Data entries >>
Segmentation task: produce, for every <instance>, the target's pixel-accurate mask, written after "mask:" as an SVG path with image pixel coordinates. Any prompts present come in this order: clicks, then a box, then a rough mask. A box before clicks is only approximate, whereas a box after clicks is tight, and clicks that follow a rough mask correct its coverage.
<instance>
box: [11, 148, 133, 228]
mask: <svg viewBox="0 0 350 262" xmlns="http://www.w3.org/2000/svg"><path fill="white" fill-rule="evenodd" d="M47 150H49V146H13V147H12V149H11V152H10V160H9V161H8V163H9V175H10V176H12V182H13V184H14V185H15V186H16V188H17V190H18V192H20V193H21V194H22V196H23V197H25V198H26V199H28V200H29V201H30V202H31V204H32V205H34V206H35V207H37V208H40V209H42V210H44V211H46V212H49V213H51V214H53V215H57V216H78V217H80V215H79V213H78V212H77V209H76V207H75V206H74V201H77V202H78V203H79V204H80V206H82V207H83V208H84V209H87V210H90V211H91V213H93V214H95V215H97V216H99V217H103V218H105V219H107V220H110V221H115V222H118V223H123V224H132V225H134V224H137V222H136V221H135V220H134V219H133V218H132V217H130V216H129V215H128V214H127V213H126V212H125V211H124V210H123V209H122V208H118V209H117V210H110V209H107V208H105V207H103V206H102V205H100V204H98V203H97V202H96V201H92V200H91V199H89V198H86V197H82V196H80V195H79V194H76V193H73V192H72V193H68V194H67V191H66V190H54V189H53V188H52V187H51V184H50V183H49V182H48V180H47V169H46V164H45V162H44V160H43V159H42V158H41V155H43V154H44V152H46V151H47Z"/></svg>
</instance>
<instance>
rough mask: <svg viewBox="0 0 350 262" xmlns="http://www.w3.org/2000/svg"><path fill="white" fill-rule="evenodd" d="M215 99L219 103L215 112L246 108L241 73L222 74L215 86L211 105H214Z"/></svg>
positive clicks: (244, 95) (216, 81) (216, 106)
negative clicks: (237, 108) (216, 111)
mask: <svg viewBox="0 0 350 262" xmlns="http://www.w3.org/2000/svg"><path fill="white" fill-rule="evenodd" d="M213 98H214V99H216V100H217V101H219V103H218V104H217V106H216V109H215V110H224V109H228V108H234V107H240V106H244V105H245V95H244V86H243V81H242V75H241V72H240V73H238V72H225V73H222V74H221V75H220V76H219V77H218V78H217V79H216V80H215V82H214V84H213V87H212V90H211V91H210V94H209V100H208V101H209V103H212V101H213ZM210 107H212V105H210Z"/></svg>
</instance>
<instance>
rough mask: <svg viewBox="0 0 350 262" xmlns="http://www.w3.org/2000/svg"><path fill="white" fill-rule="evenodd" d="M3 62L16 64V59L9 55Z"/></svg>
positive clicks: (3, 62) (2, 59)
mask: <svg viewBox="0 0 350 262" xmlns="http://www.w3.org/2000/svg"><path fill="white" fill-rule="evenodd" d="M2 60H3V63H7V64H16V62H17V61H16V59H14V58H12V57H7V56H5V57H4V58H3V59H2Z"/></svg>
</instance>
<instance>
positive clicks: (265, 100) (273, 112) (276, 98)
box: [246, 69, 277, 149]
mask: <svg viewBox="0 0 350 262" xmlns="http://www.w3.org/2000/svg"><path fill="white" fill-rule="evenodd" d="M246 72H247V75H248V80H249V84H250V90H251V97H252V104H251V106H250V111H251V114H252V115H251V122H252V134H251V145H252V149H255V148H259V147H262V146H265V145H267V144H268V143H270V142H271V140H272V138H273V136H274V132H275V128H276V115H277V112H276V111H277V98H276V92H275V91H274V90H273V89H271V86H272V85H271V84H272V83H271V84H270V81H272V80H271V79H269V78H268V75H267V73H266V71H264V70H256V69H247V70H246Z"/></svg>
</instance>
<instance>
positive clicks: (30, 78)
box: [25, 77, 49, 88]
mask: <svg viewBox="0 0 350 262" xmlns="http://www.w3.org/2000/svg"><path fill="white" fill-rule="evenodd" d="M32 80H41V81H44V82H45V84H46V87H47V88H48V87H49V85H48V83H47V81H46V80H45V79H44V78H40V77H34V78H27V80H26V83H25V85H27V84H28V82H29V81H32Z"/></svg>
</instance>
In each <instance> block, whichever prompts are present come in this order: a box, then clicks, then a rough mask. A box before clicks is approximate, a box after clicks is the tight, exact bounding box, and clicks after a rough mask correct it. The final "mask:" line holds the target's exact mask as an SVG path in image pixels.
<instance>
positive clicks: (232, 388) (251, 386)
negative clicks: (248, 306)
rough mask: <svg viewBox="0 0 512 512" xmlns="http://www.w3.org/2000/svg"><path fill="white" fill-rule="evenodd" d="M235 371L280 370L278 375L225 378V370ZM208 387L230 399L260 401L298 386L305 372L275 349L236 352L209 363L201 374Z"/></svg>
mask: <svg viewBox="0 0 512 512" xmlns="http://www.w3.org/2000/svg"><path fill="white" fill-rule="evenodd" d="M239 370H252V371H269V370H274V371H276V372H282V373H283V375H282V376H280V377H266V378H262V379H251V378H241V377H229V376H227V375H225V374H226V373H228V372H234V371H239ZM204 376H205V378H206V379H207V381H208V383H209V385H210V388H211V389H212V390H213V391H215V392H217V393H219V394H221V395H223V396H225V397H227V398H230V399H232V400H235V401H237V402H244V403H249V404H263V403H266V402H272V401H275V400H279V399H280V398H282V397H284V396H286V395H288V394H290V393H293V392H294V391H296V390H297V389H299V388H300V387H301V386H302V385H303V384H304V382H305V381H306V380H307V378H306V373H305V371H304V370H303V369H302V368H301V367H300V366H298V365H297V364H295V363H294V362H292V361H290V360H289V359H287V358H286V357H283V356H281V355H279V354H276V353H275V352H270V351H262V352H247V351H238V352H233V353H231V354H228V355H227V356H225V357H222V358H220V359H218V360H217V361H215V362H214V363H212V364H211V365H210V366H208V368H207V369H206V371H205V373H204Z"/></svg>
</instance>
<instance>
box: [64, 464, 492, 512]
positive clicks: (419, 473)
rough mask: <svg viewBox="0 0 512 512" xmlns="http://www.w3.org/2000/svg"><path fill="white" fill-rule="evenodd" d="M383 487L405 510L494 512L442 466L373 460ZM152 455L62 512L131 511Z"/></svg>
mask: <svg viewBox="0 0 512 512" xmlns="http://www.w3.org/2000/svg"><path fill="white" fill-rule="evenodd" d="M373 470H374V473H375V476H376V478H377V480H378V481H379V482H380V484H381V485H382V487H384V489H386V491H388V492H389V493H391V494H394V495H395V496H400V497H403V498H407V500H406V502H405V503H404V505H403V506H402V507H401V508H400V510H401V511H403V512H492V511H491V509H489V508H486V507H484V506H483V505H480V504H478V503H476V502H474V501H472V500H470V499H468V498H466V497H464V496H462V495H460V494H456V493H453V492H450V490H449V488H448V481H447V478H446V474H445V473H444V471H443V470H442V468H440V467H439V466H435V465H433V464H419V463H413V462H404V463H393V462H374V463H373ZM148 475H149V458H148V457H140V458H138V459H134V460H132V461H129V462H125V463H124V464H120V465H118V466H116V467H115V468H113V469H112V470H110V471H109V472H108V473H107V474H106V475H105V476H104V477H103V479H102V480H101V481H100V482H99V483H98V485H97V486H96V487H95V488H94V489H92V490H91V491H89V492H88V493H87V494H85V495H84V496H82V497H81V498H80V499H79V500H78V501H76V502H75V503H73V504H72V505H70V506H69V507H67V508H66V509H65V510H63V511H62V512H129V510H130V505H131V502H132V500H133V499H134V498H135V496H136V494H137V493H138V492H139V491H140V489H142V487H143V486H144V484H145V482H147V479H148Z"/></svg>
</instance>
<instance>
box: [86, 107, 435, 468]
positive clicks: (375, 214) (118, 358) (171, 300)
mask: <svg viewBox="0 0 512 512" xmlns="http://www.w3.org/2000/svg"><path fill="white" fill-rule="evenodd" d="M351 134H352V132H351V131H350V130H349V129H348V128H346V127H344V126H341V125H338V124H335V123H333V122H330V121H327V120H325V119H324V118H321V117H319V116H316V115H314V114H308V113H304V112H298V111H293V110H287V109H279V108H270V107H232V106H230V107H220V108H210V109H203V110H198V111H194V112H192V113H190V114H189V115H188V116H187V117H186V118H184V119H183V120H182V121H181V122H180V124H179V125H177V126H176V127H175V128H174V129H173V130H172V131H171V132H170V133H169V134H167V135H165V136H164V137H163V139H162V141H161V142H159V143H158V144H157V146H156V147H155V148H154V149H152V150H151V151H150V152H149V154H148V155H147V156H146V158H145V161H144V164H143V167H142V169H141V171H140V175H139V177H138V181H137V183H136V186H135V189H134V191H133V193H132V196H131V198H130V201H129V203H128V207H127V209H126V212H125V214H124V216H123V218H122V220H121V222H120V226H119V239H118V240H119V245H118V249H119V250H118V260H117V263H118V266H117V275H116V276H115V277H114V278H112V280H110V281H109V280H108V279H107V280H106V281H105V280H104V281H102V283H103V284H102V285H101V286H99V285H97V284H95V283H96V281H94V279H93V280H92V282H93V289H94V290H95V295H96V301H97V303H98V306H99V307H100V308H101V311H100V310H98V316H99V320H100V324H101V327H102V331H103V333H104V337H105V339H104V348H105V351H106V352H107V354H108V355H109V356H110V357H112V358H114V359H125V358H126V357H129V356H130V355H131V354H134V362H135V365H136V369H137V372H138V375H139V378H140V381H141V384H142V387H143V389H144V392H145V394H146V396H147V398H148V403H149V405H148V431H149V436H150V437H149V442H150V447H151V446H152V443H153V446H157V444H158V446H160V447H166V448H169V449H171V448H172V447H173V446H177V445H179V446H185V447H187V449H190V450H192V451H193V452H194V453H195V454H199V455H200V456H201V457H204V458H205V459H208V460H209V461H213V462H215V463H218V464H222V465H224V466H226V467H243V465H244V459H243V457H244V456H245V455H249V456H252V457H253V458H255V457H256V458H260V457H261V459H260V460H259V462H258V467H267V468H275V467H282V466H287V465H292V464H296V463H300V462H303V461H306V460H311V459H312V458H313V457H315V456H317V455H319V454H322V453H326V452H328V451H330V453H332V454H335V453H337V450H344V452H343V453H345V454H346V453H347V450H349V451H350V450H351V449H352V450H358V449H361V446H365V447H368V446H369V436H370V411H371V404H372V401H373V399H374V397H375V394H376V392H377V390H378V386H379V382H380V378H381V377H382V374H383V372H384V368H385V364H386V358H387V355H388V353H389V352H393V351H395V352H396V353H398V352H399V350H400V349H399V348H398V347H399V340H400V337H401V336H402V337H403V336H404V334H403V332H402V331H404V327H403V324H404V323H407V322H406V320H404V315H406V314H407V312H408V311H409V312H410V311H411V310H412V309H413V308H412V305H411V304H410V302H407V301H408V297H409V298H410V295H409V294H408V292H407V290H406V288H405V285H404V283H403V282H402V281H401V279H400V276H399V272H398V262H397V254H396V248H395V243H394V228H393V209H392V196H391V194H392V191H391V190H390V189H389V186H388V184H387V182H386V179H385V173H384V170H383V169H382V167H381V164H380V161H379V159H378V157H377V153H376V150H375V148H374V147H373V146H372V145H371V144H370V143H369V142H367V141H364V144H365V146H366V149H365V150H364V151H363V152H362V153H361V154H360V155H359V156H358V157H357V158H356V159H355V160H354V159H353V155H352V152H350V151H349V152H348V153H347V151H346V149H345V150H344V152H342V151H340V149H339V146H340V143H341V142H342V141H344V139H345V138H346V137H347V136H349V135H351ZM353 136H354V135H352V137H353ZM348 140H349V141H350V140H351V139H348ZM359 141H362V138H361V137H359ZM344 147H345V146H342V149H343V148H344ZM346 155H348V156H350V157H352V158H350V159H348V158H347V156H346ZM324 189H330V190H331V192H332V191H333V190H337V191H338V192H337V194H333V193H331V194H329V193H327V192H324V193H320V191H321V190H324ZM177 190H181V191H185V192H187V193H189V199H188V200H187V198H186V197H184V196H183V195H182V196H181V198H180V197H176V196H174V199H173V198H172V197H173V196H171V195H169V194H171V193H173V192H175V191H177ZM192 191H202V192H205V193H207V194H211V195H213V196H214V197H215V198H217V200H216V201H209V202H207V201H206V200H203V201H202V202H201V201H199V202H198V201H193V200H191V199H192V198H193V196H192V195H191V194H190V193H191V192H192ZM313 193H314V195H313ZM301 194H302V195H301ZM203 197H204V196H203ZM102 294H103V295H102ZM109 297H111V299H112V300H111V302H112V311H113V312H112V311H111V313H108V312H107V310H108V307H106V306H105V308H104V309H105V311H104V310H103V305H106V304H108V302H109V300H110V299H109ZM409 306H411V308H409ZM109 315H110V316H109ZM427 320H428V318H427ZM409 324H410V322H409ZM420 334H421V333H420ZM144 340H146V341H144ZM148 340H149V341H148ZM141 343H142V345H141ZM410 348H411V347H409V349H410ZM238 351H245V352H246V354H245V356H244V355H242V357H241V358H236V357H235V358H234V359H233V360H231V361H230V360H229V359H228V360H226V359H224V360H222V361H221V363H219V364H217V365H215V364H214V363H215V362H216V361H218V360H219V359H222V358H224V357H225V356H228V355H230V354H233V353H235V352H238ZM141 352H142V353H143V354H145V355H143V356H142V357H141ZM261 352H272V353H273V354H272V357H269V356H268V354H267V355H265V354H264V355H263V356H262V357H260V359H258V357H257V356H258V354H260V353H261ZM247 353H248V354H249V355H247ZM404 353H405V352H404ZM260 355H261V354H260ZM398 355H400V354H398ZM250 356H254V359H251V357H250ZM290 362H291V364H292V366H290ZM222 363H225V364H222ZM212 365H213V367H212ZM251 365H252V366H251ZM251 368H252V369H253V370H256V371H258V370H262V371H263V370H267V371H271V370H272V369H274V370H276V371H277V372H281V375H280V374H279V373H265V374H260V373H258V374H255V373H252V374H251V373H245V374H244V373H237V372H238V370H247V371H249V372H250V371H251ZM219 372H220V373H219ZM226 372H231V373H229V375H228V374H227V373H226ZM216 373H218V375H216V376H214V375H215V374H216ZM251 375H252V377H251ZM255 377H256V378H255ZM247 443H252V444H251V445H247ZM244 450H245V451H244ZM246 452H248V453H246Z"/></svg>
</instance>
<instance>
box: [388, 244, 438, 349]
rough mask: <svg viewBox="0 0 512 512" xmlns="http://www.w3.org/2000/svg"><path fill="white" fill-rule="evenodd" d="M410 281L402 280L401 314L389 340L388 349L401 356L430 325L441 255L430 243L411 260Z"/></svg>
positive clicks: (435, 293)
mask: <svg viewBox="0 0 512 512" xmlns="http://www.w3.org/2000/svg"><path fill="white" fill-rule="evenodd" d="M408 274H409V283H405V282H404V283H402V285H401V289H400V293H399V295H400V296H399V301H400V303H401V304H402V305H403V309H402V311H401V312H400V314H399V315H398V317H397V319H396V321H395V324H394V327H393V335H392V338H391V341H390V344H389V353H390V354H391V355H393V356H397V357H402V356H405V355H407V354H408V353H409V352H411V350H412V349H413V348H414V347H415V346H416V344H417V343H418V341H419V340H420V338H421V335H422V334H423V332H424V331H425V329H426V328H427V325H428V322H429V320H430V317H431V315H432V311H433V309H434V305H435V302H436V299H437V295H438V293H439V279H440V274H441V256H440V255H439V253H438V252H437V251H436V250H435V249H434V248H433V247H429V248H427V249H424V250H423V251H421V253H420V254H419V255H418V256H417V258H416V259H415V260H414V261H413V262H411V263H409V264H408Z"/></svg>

Your assignment >>
Render the listing as a Markdown table with the columns Number and Line, starting at the first line and ending at the line that contains "box: [11, 148, 133, 228]", both included. Leave out any blank lines.

Solution to this problem >>
| Number | Line |
|---|---|
| 1 | Segmentation task: produce, for every <instance>, the target's pixel-accurate mask, written after "mask:" as an SVG path with image pixel coordinates. Any prompts present come in this order: clicks, then a box, then a rough mask. A box before clicks is only approximate, whereas a box after clicks is tight, and clicks that follow a rough mask correct its coverage. |
| 2 | <instance> |
| 3 | box: [11, 148, 133, 228] |